* _TASK REQUIREMENTS_
Return every line of the records that contains the string "above", copied in full. Case counts.

# START OF EXTRACTED MATERIAL

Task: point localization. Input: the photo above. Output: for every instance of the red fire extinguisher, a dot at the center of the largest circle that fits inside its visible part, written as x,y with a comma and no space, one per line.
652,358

# END OF EXTRACTED MATERIAL
# START OF EXTRACTED MATERIAL

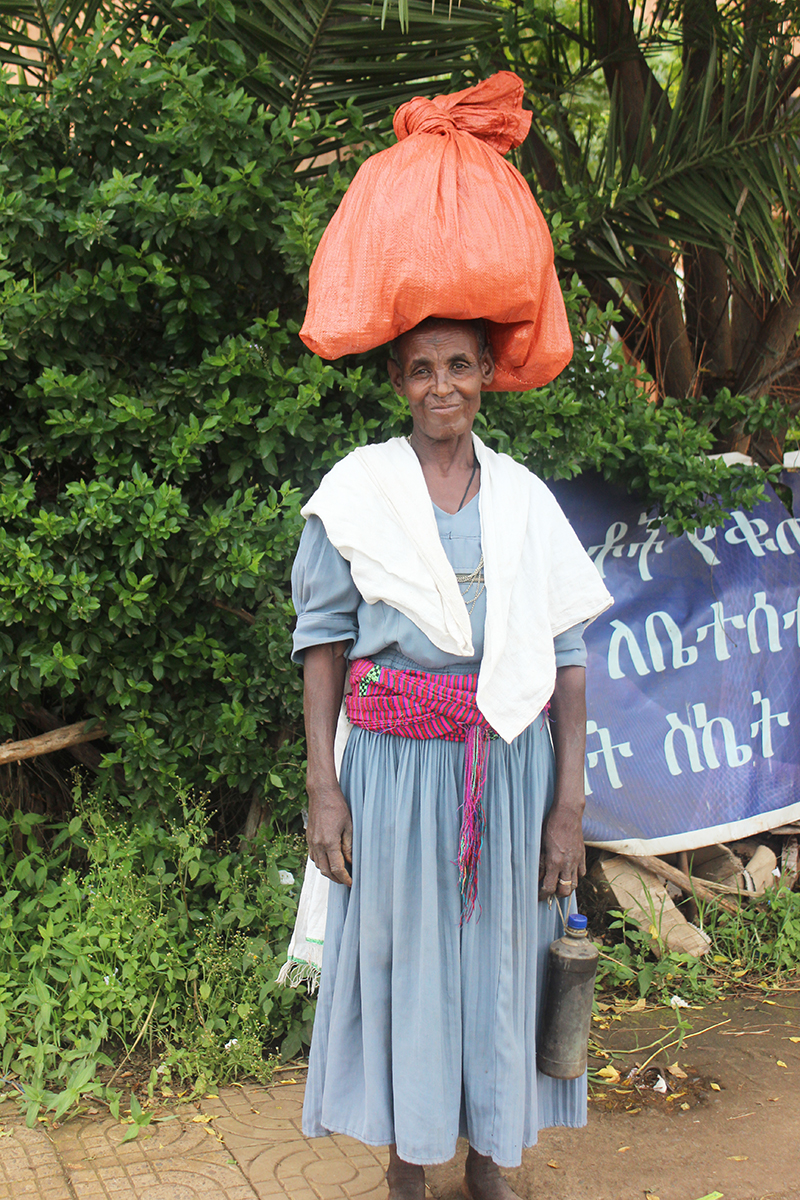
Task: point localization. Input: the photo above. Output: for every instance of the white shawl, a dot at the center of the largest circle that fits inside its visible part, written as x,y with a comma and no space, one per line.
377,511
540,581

# END OF EXTRACTED MATERIAL

* _RESPONSE TO THIS TASK_
Task: point localization. Input: the photo above. Output: for every instance of the red fire extinguisher, a dot at the center of the largest circle that fits inside its visible part, written as x,y with a comma and no space, one per line.
Task: point localization. Input: the photo above. Output: for every instance of the white shawl, a dot at the center of the largest circle that fits inside its visible part, written as x,y with a comma and no space, one per line.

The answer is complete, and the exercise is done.